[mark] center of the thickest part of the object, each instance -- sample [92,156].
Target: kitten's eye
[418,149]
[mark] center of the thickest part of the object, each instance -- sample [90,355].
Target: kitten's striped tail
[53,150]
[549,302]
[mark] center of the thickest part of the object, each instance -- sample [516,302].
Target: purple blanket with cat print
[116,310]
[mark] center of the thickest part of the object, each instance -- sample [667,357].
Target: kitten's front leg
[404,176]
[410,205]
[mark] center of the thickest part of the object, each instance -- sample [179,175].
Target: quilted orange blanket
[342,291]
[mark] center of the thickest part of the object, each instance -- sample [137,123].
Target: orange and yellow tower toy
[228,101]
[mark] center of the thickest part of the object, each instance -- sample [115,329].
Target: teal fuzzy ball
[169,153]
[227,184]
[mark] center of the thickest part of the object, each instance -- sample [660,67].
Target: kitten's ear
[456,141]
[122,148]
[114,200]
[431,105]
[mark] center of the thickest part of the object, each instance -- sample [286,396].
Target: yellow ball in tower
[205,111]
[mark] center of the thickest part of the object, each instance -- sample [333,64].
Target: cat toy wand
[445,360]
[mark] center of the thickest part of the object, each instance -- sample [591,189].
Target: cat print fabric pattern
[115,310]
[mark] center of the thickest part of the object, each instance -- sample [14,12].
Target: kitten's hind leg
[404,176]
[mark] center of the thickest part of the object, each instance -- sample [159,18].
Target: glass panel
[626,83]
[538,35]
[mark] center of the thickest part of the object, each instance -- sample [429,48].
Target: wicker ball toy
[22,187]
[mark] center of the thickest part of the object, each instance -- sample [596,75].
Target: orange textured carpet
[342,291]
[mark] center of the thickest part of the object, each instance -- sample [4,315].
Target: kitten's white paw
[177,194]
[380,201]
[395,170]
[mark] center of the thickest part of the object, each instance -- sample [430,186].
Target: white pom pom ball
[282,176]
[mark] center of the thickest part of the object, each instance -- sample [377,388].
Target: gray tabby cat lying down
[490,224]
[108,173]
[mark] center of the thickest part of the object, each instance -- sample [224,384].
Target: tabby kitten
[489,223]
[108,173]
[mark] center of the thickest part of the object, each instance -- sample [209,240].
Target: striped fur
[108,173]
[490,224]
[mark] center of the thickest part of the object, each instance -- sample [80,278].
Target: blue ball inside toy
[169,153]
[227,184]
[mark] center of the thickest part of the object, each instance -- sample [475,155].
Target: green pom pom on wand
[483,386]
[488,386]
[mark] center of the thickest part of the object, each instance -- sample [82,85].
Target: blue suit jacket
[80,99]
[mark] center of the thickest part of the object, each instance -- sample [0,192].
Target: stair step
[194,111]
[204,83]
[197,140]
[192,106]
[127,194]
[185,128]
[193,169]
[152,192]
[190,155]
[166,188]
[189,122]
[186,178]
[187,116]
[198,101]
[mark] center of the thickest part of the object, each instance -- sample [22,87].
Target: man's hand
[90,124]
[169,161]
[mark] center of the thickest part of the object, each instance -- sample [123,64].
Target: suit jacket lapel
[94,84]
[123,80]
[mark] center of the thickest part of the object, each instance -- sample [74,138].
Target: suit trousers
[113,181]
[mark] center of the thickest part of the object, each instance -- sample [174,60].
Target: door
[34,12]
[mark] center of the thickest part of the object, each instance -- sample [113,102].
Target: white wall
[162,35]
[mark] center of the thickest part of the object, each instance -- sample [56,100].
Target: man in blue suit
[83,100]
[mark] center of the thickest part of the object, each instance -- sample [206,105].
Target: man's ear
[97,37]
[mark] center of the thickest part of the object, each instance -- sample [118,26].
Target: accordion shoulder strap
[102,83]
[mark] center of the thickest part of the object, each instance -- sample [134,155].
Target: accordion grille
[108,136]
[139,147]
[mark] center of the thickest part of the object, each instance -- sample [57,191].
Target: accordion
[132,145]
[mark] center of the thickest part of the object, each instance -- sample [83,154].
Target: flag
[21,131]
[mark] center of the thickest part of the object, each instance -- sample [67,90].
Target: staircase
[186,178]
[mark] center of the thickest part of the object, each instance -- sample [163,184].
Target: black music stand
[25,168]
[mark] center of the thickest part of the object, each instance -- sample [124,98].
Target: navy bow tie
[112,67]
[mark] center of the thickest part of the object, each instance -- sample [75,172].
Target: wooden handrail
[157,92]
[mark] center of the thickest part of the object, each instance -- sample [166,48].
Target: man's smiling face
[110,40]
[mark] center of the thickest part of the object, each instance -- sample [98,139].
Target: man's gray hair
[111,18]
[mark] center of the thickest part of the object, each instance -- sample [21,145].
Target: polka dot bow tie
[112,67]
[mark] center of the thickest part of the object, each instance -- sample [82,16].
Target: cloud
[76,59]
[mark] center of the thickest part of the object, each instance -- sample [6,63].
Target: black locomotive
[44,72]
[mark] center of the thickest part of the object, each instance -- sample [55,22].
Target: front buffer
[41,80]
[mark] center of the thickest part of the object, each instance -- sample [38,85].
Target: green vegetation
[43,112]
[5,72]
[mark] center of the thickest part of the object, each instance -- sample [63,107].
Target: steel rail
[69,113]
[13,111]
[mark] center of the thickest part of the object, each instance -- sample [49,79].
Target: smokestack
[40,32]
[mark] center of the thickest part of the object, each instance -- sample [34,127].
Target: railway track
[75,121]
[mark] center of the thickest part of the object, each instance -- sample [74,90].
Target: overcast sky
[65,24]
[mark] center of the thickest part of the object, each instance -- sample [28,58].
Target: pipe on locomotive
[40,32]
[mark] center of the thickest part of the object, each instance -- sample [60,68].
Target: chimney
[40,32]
────────
*What you should do*
Reproduce all the data above, swapping every "thickest" for "widest" and changing nothing else.

*Result of the exercise*
[mark] center of the widest part of the object, each instance -- sample [92,156].
Target: kitten's eye
[418,149]
[mark] center of the widest part of the object, each instance -- sample [90,355].
Target: kitten's striped tail
[53,150]
[549,302]
[mark] center of the widest part of the object, each instance -- sample [516,302].
Target: purple blanket with cat print
[116,310]
[mark] center of the widest part of the object, each instance -- sample [667,357].
Target: kitten's front leg
[404,176]
[410,205]
[mark] center of the widest part of the object, each instance -- sample [179,175].
Target: quilted orange blanket
[342,291]
[mark] center of the widest part of the object, each instance -- sample [137,123].
Target: orange and yellow tower toy
[228,101]
[mark] center of the widest part of the object, each instance -- sample [115,329].
Target: teal fuzzy ball
[169,153]
[227,184]
[mark] center of the widest part of the object, each instance -- sample [660,67].
Target: kitten's ear
[456,141]
[122,148]
[114,200]
[431,105]
[mark] center of the widest part of the object, each instance -- sample [286,396].
Target: yellow ball in tower
[205,111]
[mark] center of the widest part of the object, each instance -- sample [333,64].
Target: cat toy wand
[445,360]
[mark] center of the widest part of the object, each instance -- sample [591,189].
Target: cat print fabric pattern
[115,310]
[mark] center of the widest part of the object, each instance -- sample [14,12].
Target: kitten's hind leg
[404,176]
[mark] center of the widest part of the object, each instance -- sample [159,18].
Target: glass panel
[626,83]
[538,35]
[mark] center of the widest part of the object, each instance -- sample [429,48].
Target: wicker ball toy
[22,187]
[mark] center of the widest part of the object, each instance -- sample [596,75].
Target: orange textured carpet
[342,291]
[mark] center of the widest part of the object, each instance -- sample [4,315].
Target: kitten's white paw
[177,194]
[380,201]
[395,170]
[mark] center of the widest part of the object, each instance -- sample [430,186].
Target: white pom pom ball
[282,176]
[mark] center of the widest part of the object, each instance -- sample [377,388].
Target: gray tabby cat lying down
[490,224]
[108,173]
[mark] center of the widest part of the object, each instance -- sample [224,384].
Target: tabby kitten
[489,223]
[108,173]
[mark] center of the widest part of the object, each instance -- sample [209,240].
Target: striped fur
[108,173]
[490,224]
[mark] center of the widest part of the object, each instance -- sample [80,278].
Target: blue ball inside toy
[169,153]
[227,184]
[mark] center of the widest part of the object, each instance -- sample [475,155].
Target: green pom pom on wand
[483,386]
[488,386]
[mark] center of the widest part of the object, each instance -- sample [82,85].
Target: blue suit jacket
[80,99]
[mark] center of the widest part of the object, each instance -- sample [0,192].
Target: stair step
[194,111]
[204,83]
[197,140]
[192,106]
[127,194]
[185,128]
[193,169]
[152,192]
[190,155]
[166,188]
[189,122]
[186,178]
[187,116]
[198,101]
[mark] center of the widest part of the object, each instance -- sample [22,87].
Target: man's hand
[90,124]
[169,161]
[mark] center of the widest part of the object, each instance -- sample [123,64].
Target: suit jacket lapel
[94,84]
[123,80]
[mark] center of the widest part of the object, each instance -- sample [74,138].
Target: suit trousers
[113,181]
[mark] center of the widest part of the object, each instance -- sample [174,60].
Target: door
[34,12]
[mark] center of the widest part of the object, each instance -- sample [113,102].
Target: white wall
[162,35]
[mark] center of the widest part of the object, each instance -- sample [56,100].
Target: man in blue suit
[83,100]
[mark] center of the widest part of the object, each instance -- sample [206,105].
Target: man's ear
[97,37]
[mark] center of the widest part of the object, each instance -- sample [118,26].
Target: accordion shoulder strap
[102,83]
[mark] center of the widest part of the object, each instance -- sample [134,155].
Target: accordion grille
[108,136]
[139,147]
[mark] center of the widest part of the object, each instance -- sample [57,191].
Target: accordion
[132,145]
[mark] center of the widest part of the object, each instance -- sample [83,154].
Target: flag
[21,131]
[mark] center of the widest part of the object, each instance -- sample [67,90].
Target: staircase
[186,178]
[mark] center of the widest part of the object, each instance -- sample [163,184].
Target: black music stand
[25,168]
[mark] center of the widest part of the object, each instance -- sample [124,98].
Target: navy bow tie
[112,67]
[mark] center of the widest part of the object, each instance -- sample [75,172].
Target: wooden handrail
[157,92]
[mark] center of the widest part of the object, each instance -- sample [166,48].
Target: man's smiling face
[110,40]
[mark] center of the widest part of the object, each instance -- sample [98,139].
Target: man's gray hair
[111,18]
[mark] center of the widest part of the object, each instance -- sample [21,145].
Target: polka dot bow tie
[112,67]
[mark] center of the widest part of the object, each instance -- sample [82,16].
Target: cloud
[76,59]
[mark] center of the widest part of the object, each instance -- sample [6,63].
Target: black locomotive
[44,72]
[mark] center of the widest part of the object, each instance -- sample [55,22].
Target: front buffer
[41,80]
[mark] center of the widest part of the object, each instance -- sample [38,85].
Target: green vegetation
[43,112]
[5,72]
[mark] center of the widest part of the object, each instance -- sample [63,107].
Target: steel rail
[69,113]
[13,111]
[mark] center of the widest part of the object, each instance -- sample [49,79].
Target: smokestack
[40,32]
[mark] center of the widest part of the object, each instance -- sample [34,127].
Target: railway track
[75,121]
[mark] center of the widest part of the object, each instance -- sample [74,90].
Target: overcast sky
[65,24]
[mark] center of the widest part of the object, each instance -- sample [28,58].
Target: pipe on locomotive
[40,32]
[mark] center of the widest part of the object, each instance -- sample [60,68].
Target: chimney
[40,32]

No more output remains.